> [Your task]
Answer these questions using the code organization page below:
1. What core difference do data science and machine learning projects introduce compared to more traditional systems?
2. What tool does the course use to create projects from project templates?
3. What is the custom MLOps template essentially a fork of?

> [Document extract]
■ ■ ■ ■
Code organization
Core Module
With a basic understanding of version control, it is now time to really begin filling up our code repository. However, the question then remains how to organize our code? As developers, we tend to not think about code organization that much. It is instead something that just dynamically is being created as we may need it. However, maybe we should spend some time initially getting organized with the chance of this making our code easier to develop and maintain in the long run. If we do not spend time organizing our code, we may end up with a mess of code that is hard to understand or maintain
Big Ball of Mud
A Big Ball of Mud is a haphazardly structured, sprawling, sloppy, duct-tape-and-baling-wire, spaghetti-code
jungle. These systems show unmistakable signs of unregulated growth, and repeated, expedient repair. Information
is shared promiscuously among distant elements of the system, often to the point where nearly all the important
information becomes global or duplicated.
The overall structure of the system may never have been well defined.
If it was, it may have eroded beyond recognition. Programmers with a shred of architectural sensibility shun these
quagmires. Only those who are unconcerned about architecture, and, perhaps, are comfortable with the inertia of
the day-to-day chore of patching the holes in these failing dikes, are content to work on such systems.
Brian Foote and Joseph Yoder, Big Ball of Mud. Fourth Conference on Patterns Languages of Programs
(PLoP '97/EuroPLoP '97) Monticello, Illinois, September 1997
We are here going to focus on the organization of data science projects and machine learning projects. The core difference this kind of projects introduces compared to more traditional systems is data. The key to modern machine learning is without a doubt the vast amounts of data that we have access to today. It is therefore not unreasonable that data should influence our choice of code structure. If we had another kind of application, then the layout of our codebase should probably be different.
Cookiecutter
We are in this course going to use the tool cookiecutter, which is tool for creating projects from project templates. A project template is in short just an overall structure of how you want your folders, files etc. to be organized from the beginning. For this course we are going to be using a custom MLOps template. The template is essentially a fork of the cookiecutter data science template that has been used for a couple of years in the course, but specialized a bit more towards MLOps instead of general data science.
We are not going to argue that this template is better than every other template, we are just focusing on that it is a
standardized way of creating project structures for machine learning projects. By standardized we mean that if two
people are using cookiecutter
with the same template, the layout of their code follows some specific rules,
enabling one to faster understand the other person's code. Code organization is therefore not only to make the
code easier for you to maintain but also for others to read and understand.
Shown below is the default code structure of cookiecutter for data science projects.
■ ■ ■ ■
> [Excerpted data]
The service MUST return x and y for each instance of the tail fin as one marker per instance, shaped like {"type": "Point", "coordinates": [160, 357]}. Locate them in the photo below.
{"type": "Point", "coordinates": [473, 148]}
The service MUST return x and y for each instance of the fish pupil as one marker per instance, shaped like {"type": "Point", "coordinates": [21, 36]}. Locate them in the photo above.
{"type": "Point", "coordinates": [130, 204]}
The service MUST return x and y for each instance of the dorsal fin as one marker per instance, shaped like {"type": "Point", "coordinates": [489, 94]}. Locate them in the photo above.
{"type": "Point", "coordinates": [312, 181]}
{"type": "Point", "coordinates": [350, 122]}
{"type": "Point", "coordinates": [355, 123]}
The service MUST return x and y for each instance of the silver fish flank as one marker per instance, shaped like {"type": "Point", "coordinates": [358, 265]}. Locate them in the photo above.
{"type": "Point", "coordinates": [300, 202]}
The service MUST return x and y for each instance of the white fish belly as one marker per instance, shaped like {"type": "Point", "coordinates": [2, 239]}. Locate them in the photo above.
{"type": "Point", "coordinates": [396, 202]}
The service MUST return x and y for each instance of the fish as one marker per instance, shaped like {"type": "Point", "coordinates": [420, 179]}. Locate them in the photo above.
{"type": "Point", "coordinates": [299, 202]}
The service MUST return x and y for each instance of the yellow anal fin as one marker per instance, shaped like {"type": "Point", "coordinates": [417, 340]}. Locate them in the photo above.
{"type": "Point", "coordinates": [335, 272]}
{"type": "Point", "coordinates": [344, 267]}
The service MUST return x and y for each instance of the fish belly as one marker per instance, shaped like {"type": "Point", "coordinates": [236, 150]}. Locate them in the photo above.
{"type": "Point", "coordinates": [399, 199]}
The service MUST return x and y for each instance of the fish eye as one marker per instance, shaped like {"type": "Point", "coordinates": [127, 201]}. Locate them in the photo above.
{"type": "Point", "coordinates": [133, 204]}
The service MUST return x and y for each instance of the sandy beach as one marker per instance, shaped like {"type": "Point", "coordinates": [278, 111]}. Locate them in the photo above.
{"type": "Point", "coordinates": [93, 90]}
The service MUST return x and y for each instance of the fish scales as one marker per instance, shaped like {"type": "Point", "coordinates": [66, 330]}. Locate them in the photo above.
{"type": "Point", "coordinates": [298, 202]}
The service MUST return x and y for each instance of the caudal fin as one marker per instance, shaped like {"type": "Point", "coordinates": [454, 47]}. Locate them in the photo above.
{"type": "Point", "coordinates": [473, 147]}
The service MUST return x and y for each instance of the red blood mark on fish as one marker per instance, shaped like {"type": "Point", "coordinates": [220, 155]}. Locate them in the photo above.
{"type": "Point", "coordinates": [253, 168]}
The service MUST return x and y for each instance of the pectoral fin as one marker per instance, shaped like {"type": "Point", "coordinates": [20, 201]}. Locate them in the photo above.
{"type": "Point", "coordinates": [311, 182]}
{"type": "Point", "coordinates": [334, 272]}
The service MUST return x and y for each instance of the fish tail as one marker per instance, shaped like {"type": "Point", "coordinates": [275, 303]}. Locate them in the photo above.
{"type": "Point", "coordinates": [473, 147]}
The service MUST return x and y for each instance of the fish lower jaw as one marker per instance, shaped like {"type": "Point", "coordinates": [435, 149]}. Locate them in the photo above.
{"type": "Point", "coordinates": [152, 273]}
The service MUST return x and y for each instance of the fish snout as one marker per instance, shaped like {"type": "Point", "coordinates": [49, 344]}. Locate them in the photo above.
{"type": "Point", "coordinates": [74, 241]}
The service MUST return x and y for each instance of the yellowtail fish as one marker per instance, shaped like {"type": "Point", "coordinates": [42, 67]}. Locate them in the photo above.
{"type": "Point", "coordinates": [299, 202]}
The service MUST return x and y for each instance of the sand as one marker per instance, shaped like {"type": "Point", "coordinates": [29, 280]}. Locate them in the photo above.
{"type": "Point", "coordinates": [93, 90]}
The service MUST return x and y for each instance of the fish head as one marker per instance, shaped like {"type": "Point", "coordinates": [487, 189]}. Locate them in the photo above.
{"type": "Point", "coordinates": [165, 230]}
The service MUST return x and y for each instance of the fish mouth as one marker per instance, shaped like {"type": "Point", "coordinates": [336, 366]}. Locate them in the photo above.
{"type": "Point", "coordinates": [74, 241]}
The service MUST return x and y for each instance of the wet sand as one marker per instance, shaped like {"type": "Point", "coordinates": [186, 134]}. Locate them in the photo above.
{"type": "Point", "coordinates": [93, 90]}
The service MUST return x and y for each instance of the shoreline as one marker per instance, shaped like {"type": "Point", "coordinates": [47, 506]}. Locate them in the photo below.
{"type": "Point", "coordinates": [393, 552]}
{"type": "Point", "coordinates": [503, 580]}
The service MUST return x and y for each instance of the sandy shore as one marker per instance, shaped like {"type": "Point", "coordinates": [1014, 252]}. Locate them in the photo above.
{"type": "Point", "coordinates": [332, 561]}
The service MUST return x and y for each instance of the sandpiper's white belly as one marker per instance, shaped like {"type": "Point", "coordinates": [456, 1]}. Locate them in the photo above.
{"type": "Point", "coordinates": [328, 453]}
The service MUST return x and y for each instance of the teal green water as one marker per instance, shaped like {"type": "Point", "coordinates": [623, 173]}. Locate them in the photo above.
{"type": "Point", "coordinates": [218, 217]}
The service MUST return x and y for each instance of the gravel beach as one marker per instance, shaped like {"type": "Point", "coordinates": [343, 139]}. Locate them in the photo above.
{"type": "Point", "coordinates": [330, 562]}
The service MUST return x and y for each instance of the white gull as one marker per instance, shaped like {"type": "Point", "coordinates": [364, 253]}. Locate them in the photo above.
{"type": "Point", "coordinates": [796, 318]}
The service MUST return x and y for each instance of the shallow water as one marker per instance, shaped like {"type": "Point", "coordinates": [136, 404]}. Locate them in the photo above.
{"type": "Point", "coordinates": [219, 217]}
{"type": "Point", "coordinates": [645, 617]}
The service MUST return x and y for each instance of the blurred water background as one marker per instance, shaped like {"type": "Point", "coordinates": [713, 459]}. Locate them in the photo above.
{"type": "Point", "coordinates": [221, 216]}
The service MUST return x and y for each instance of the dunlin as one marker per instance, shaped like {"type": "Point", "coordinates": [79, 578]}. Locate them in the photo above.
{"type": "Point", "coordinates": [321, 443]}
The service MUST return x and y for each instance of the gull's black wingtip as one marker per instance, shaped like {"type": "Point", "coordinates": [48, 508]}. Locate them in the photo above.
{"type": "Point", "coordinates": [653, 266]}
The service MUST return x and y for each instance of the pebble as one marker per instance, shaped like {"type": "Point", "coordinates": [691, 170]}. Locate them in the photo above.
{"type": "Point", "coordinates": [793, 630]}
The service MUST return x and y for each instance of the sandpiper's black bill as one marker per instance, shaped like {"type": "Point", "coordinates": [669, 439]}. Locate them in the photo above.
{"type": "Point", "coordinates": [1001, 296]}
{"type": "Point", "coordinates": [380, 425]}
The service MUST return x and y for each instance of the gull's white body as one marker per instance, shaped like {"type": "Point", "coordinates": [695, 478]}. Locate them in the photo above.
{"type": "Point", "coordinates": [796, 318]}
■ ■ ■ ■
> [Solution to this exercise]
1. Data.
2. Cookiecutter.
3. The cookiecutter data science template.